Exercise goal
Transcribe each of the entries below without altering a single character.
▼
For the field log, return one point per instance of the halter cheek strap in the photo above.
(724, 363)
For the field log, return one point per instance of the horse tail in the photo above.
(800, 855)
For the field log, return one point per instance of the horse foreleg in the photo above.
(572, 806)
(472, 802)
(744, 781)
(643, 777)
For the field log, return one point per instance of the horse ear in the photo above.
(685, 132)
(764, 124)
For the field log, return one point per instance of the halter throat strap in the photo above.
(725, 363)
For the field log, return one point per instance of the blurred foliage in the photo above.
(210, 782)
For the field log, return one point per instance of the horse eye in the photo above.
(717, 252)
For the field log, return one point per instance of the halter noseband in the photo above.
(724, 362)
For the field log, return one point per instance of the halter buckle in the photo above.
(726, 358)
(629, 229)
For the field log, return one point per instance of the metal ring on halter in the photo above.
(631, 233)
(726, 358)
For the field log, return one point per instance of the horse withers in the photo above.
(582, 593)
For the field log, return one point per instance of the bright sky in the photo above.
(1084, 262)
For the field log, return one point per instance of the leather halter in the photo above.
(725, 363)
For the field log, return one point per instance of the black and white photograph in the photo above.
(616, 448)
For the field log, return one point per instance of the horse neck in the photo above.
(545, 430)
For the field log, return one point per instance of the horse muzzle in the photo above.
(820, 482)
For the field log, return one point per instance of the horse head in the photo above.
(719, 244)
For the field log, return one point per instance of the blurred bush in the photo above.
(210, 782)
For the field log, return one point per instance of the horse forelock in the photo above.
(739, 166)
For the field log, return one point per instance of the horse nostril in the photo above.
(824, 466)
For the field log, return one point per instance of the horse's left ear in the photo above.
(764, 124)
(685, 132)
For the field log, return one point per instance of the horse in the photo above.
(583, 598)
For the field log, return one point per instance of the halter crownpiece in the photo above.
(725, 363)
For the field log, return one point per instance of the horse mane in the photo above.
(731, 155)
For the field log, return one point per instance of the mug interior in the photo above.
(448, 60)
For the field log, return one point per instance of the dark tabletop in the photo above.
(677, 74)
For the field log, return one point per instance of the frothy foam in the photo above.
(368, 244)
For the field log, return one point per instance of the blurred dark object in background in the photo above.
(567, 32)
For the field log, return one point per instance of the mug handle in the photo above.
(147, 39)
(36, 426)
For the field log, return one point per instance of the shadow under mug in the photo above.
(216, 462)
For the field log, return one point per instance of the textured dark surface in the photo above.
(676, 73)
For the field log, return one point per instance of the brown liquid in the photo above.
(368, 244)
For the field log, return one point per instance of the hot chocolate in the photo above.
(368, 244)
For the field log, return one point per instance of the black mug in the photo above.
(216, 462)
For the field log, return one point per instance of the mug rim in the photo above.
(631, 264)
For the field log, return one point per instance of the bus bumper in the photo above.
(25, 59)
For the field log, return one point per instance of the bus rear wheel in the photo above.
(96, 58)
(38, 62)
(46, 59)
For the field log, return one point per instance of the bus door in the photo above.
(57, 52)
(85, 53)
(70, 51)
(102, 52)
▲
Worked answer
For the field log, return one point per instance of the halter cheek strap in the photo above.
(724, 363)
For the field log, return one point per instance of the horse tail in the photo above.
(800, 855)
For the field log, return one point per instance of the horse foreleg in the photo above.
(572, 806)
(472, 802)
(744, 781)
(643, 777)
For the field log, return one point per instance of the horse ear in the photo above.
(685, 132)
(764, 124)
For the field log, return one point per instance of the halter throat strap in the photo above.
(725, 363)
For the field log, return one point per instance of the blurred foliage in the photo above.
(210, 782)
For the field log, return one point per instance of the horse eye in the photo above.
(717, 252)
For the field log, return one point per instance of the halter noseband in the photo above.
(724, 362)
For the field log, return one point per instance of the halter buckle in the photo above.
(726, 358)
(629, 229)
For the field log, return one point per instance of the metal ring on halter in the photo above.
(631, 233)
(726, 358)
For the field log, return one point per instance of the horse withers in the photo above.
(582, 593)
For the field log, return one point per instance of the bright sky in the photo above.
(1084, 262)
For the field log, return one point per instance of the leather halter in the photo above.
(725, 363)
For the field log, return one point per instance of the black and white photograph in the photo above.
(616, 448)
For the field log, return one point per instance of the horse neck in the photo above.
(545, 430)
For the field log, return one point per instance of the horse muzzle in the photo above.
(820, 482)
For the field log, return one point per instance of the horse head in the photo above.
(719, 244)
For the field log, return one point per instance of the blurred bush in the photo above.
(210, 782)
For the field log, return one point per instance of the horse forelock in the photo above.
(739, 166)
For the field log, return one point per instance of the horse nostril in the photo above.
(824, 466)
For the field log, return one point per instance of the horse's left ear in the photo above.
(764, 124)
(685, 132)
For the field log, return one point per instance of the horse in the photo above.
(583, 598)
For the field log, return one point per instance of the halter crownpiece in the photo above.
(725, 363)
For the field log, return one point per instance of the horse mane in the photo above.
(731, 155)
For the field log, return one point per instance of the mug interior in the photo above.
(448, 60)
For the field log, return one point per instance of the dark tabletop in the photo above.
(677, 74)
For the field log, return one point per instance of the frothy foam in the photo above.
(368, 244)
For the field log, return one point per instance of the blurred dark object in background in the photo above.
(567, 32)
For the field log, return one point per instance of the mug handle in the photo above.
(147, 39)
(36, 426)
For the field log, return one point per instance of the shadow under mug in the photo above.
(216, 462)
For the field log, return one point per instance of the textured dark surface in the photo above.
(676, 73)
For the field log, return one point per instance of the brown liquid in the photo above.
(368, 244)
For the field log, return one point per instance of the hot chocolate in the photo above.
(368, 244)
For the field log, return one point per instance of the black mug in the photo above.
(216, 462)
For the field log, return one point per instance of the mug rim in the photo above.
(631, 264)
For the field log, return one point per instance of the bus bumper in the photo above.
(25, 59)
For the field log, return one point per instance of the bus rear wheel in the photo above.
(96, 58)
(38, 62)
(46, 59)
For the field log, return one point per instance of the bus door in the photo above.
(57, 52)
(85, 53)
(70, 51)
(102, 52)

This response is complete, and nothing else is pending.